HOW TO COMPLETE THIS TASK: A single number is the answer here: how many lines of the entries contain "short"?

BEGIN SUPPLIED DATA

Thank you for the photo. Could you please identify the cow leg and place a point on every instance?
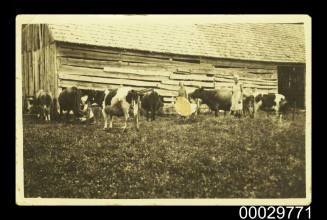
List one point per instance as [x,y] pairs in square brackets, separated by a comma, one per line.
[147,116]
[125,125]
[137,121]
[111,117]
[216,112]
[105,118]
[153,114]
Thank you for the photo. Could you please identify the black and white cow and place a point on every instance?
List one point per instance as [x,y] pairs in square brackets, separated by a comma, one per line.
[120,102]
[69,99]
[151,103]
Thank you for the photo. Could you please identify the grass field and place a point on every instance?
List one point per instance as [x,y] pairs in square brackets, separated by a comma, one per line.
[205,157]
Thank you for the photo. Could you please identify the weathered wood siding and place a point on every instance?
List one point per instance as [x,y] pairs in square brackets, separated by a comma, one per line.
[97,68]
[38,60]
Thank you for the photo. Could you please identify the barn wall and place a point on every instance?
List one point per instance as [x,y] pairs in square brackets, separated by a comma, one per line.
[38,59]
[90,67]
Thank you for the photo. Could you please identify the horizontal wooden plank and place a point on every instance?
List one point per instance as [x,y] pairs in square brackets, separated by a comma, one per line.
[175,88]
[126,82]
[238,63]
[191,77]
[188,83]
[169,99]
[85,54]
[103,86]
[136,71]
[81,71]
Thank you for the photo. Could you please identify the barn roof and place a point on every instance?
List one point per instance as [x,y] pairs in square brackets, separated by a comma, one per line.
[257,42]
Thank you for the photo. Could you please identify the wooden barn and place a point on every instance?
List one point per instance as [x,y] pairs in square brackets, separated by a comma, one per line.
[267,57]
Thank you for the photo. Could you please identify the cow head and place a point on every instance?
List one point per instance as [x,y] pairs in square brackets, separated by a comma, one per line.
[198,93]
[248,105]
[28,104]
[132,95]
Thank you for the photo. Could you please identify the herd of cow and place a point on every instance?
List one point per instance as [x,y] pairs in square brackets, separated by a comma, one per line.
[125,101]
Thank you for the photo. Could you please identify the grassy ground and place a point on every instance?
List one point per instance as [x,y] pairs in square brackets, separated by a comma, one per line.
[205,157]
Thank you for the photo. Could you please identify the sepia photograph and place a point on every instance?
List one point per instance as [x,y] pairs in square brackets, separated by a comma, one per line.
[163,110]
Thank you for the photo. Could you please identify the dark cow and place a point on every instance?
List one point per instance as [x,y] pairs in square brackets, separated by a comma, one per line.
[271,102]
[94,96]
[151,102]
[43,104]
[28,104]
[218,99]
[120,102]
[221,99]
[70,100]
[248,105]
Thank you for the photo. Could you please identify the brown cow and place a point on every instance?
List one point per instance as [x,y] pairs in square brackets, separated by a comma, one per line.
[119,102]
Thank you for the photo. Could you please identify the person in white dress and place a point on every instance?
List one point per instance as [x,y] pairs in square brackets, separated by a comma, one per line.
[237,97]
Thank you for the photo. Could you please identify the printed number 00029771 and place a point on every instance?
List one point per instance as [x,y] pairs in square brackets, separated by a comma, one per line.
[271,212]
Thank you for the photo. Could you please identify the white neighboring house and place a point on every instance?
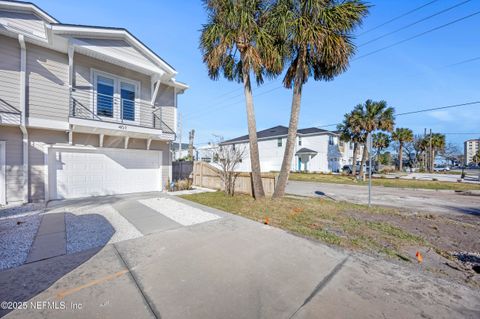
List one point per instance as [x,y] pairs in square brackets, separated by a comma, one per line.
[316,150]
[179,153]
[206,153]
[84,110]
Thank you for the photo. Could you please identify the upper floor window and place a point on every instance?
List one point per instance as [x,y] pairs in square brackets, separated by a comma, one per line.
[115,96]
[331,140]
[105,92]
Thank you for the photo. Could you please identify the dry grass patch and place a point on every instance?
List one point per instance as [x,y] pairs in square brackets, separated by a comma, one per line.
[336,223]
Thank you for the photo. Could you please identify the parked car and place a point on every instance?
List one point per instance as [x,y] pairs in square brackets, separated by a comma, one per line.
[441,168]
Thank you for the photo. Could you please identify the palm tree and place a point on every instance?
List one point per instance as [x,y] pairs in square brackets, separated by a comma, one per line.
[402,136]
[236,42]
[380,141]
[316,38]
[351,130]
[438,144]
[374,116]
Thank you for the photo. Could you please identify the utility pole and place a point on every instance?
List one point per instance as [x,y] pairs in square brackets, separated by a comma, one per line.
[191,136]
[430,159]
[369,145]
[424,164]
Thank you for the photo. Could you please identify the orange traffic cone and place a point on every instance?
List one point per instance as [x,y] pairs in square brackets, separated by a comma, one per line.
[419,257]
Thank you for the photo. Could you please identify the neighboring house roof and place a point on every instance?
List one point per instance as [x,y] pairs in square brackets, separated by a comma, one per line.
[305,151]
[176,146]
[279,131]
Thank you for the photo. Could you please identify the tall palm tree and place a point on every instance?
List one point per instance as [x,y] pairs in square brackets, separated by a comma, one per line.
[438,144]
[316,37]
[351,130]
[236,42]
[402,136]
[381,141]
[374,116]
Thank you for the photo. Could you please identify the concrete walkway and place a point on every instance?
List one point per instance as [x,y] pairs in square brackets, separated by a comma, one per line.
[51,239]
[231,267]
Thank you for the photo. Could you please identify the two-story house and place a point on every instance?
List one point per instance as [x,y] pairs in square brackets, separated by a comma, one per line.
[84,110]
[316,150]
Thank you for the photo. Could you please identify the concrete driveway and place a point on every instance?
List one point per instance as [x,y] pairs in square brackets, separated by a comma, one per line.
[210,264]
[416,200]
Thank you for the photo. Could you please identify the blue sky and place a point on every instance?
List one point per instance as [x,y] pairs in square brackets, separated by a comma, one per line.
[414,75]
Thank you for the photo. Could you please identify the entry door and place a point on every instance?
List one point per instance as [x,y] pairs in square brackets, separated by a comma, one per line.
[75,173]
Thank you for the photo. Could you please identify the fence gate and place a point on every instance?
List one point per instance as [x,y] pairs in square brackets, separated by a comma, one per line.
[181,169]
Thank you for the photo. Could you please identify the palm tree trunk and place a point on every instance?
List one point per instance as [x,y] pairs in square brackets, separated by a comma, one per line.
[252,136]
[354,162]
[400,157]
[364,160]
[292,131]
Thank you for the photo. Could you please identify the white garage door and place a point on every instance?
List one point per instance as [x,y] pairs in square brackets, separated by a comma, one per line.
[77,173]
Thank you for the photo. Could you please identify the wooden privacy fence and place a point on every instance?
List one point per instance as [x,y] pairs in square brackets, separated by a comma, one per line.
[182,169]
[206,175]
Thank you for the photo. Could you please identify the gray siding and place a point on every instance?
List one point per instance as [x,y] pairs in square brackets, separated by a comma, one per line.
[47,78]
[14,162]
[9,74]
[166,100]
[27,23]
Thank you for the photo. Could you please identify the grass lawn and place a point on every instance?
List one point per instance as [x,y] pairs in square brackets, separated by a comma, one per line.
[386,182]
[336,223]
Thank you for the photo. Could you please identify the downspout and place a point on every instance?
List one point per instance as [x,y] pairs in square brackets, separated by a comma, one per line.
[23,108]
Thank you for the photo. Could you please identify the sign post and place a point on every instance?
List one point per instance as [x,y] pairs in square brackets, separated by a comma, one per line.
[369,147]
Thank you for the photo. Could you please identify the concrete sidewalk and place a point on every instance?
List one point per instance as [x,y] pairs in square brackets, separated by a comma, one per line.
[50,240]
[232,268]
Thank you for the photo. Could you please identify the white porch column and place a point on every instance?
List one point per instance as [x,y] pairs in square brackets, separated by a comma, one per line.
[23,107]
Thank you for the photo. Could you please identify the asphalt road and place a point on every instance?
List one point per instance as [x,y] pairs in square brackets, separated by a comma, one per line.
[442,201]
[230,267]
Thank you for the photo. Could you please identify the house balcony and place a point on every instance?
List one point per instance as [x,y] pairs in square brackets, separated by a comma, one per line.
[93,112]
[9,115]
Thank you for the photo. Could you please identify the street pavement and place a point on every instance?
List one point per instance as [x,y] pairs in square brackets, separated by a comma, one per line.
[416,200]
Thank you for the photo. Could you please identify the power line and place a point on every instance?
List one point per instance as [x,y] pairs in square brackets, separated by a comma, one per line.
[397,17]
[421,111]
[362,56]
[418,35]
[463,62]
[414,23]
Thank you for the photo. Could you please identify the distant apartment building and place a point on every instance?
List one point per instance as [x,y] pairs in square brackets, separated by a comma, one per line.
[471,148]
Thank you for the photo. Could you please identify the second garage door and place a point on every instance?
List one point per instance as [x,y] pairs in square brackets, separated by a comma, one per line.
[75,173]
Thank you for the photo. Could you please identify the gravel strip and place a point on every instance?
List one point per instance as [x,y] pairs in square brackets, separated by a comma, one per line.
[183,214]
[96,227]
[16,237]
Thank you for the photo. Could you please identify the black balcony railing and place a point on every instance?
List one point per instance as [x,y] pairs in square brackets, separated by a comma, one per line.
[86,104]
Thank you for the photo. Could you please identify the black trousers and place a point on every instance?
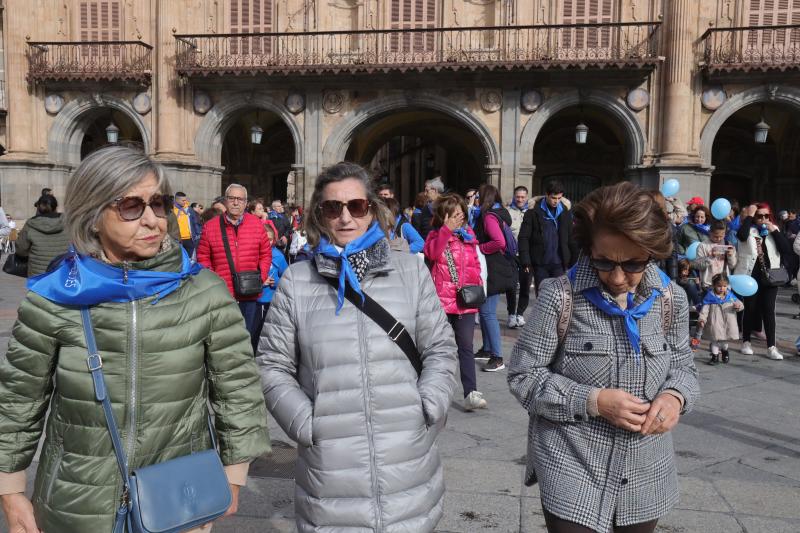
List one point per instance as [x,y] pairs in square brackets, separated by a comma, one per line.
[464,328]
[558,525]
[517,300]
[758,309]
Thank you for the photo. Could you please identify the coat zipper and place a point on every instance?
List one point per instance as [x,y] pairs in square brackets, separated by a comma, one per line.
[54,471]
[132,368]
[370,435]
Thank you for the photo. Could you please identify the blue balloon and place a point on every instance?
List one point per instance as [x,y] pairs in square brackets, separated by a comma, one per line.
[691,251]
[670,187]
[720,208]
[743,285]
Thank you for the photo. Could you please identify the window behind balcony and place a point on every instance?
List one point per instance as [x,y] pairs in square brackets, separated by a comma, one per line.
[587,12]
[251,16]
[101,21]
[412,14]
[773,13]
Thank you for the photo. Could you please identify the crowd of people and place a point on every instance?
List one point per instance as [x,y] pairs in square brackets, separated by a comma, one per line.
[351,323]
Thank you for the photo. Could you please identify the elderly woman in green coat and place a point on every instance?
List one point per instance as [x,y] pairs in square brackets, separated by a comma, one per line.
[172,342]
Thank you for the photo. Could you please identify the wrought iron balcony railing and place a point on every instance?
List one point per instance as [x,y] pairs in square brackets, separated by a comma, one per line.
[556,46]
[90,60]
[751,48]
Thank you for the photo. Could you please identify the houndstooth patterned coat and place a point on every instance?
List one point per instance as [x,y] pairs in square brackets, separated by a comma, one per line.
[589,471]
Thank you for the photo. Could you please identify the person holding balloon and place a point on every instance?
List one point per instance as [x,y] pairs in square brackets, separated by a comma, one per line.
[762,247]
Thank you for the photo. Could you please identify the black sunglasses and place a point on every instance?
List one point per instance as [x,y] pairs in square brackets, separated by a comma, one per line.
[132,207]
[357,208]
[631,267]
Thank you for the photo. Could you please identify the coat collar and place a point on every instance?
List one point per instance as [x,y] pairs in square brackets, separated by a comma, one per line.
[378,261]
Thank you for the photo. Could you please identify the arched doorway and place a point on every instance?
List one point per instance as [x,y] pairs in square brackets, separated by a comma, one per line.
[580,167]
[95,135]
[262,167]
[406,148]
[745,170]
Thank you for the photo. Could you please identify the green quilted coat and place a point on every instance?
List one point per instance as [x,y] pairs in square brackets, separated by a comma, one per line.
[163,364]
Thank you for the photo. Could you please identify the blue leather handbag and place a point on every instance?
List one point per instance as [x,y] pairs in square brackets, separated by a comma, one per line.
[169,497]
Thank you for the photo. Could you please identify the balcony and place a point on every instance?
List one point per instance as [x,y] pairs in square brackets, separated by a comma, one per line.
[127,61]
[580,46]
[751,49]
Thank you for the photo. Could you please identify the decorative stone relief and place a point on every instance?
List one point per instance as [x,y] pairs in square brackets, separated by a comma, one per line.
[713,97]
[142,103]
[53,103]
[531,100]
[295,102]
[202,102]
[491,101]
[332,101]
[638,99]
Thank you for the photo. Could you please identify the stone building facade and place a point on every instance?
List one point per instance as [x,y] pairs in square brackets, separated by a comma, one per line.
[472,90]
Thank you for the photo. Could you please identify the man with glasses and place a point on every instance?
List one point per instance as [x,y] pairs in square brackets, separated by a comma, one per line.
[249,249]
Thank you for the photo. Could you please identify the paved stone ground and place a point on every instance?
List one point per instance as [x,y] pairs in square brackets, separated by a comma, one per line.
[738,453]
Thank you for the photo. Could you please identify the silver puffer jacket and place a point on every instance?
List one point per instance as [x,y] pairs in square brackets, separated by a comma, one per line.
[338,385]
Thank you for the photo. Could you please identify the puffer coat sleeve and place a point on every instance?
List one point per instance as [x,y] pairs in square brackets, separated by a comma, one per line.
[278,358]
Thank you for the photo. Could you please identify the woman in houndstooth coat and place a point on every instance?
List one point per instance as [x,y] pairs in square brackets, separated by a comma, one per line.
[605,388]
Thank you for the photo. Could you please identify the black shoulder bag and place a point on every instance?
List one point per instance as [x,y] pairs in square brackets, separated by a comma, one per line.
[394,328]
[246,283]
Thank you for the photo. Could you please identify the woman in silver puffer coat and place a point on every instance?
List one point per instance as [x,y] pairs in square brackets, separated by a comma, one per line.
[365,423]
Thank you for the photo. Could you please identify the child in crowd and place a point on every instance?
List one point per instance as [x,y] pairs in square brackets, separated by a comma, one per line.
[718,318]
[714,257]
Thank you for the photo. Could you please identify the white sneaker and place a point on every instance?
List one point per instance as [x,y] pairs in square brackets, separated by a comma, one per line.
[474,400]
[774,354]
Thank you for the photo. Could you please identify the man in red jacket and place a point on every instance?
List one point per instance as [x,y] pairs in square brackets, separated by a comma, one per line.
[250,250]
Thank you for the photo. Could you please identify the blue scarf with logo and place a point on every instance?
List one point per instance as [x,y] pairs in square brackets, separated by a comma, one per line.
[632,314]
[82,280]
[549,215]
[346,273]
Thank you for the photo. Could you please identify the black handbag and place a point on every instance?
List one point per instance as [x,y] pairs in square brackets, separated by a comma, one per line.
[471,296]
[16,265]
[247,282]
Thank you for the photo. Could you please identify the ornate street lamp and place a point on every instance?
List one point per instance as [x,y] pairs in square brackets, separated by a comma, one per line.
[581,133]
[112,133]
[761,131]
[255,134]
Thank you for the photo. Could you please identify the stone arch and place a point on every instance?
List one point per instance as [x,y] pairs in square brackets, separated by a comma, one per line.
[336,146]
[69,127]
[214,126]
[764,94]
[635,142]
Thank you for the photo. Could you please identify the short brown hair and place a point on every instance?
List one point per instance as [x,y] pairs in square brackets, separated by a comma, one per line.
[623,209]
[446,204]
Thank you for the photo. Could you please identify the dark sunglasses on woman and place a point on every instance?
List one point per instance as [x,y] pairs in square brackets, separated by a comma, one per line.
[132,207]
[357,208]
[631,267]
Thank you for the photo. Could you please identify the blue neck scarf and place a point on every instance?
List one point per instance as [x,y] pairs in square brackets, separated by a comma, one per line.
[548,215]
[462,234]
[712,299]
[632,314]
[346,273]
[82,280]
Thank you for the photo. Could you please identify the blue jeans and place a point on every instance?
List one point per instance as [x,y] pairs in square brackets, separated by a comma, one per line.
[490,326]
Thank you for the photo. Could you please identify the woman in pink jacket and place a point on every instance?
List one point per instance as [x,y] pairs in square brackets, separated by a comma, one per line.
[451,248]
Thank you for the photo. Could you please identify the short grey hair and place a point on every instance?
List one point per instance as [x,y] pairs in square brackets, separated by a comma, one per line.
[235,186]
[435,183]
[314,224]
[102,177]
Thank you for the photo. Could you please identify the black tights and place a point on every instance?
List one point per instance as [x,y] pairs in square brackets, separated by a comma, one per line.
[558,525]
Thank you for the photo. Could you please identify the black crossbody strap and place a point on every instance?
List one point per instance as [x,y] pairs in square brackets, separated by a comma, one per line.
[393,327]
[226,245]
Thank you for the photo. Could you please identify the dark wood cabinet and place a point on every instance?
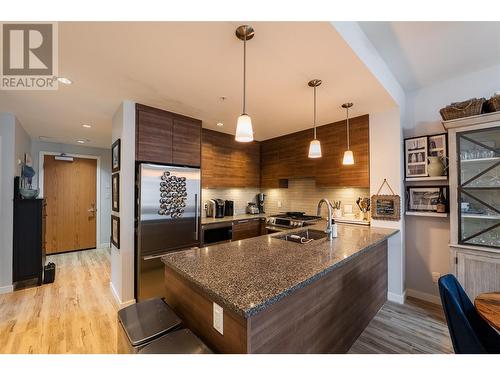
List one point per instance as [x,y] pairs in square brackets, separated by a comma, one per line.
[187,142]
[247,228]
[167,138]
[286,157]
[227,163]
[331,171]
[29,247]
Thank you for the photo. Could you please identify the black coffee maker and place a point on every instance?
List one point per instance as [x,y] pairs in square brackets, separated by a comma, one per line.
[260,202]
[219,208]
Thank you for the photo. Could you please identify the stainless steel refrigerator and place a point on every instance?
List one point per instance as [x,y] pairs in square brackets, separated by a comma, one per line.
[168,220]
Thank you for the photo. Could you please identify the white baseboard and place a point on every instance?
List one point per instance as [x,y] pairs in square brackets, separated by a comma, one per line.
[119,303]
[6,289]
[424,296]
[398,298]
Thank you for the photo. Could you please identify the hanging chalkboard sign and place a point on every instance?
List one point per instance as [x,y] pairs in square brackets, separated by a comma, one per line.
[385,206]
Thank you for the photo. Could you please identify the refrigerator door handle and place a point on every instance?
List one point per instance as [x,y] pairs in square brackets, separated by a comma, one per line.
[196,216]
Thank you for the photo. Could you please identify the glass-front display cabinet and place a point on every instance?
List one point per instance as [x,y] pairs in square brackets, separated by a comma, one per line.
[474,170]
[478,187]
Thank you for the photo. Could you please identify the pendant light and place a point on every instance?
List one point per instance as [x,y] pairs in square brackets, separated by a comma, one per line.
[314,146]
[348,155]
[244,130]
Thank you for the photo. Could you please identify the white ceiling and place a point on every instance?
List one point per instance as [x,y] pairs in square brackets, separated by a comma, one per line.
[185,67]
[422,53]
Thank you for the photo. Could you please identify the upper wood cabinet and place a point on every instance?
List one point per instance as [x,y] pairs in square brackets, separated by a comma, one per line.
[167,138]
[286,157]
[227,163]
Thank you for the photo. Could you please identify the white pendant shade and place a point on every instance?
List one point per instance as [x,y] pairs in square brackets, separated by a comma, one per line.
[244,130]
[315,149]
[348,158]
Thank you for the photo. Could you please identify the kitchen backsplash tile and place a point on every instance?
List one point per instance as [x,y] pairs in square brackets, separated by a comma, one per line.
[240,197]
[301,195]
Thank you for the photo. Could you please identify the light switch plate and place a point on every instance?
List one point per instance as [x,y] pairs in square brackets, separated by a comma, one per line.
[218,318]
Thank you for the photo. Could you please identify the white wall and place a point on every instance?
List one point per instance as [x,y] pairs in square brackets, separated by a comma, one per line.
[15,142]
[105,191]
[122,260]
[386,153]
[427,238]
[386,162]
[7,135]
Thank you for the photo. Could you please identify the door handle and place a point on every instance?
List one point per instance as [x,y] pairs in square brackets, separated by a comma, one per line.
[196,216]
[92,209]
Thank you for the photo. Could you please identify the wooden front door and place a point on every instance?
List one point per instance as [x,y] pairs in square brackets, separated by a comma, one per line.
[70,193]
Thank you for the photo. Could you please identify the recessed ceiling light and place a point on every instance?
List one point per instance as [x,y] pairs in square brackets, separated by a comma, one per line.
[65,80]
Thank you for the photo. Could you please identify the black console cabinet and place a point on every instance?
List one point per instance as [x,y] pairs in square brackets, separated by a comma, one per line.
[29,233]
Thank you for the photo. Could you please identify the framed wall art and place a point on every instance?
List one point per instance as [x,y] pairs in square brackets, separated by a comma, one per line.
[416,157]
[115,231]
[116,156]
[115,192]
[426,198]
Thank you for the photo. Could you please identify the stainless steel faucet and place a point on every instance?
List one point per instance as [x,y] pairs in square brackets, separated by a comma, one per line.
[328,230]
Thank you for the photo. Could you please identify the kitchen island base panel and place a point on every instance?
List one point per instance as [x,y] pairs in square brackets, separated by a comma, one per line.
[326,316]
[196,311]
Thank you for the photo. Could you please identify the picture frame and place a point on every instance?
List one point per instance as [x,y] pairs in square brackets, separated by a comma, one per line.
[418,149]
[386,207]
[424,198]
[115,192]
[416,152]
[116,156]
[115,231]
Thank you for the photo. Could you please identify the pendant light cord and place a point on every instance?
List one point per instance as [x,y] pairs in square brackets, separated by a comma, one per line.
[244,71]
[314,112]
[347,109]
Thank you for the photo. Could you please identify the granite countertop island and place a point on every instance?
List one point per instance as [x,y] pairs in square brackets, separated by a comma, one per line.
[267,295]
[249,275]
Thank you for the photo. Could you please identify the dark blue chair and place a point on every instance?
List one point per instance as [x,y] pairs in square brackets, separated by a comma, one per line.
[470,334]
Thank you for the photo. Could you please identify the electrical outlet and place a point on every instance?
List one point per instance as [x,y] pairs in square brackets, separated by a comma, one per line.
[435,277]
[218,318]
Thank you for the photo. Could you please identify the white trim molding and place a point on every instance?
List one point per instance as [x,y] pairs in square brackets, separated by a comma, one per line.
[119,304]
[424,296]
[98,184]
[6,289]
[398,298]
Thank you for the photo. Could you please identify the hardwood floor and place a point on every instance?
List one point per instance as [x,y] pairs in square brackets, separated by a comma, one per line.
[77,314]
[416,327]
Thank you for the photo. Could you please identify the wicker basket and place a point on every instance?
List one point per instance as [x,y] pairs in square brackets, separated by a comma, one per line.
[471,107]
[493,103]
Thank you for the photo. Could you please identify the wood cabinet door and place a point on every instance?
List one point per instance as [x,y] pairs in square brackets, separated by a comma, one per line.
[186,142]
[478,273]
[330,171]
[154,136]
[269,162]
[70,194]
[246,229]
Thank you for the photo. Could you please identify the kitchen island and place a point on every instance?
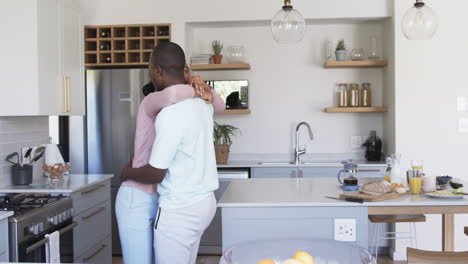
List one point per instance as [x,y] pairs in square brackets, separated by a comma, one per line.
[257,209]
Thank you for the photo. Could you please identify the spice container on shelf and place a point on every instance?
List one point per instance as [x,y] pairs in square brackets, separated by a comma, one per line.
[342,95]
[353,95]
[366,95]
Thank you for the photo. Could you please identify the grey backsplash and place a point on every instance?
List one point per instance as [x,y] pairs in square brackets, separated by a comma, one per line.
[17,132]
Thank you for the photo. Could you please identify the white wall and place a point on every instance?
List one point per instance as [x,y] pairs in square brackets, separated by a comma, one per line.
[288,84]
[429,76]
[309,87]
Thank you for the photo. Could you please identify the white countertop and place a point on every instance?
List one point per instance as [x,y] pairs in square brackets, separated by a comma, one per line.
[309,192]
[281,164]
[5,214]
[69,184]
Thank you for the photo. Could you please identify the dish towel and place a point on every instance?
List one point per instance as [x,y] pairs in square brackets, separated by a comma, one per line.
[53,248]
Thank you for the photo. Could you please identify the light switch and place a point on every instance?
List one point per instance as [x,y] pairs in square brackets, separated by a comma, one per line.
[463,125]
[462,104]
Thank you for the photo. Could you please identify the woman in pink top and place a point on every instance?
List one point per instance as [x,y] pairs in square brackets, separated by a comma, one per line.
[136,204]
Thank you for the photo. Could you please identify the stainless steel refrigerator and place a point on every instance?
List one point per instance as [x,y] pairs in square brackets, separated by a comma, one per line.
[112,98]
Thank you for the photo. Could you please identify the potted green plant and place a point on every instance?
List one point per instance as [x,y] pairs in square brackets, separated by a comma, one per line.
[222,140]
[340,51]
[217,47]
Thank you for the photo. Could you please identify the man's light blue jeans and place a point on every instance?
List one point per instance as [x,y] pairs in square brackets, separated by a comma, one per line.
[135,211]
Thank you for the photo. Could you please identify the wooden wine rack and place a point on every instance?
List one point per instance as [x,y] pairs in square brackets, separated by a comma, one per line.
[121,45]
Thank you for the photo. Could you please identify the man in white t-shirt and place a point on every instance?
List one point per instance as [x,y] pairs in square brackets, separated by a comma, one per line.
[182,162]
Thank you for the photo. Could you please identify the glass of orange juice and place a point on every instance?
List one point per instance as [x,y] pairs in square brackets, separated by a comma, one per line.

END SUPPLIED DATA

EXERCISE ANSWER: 2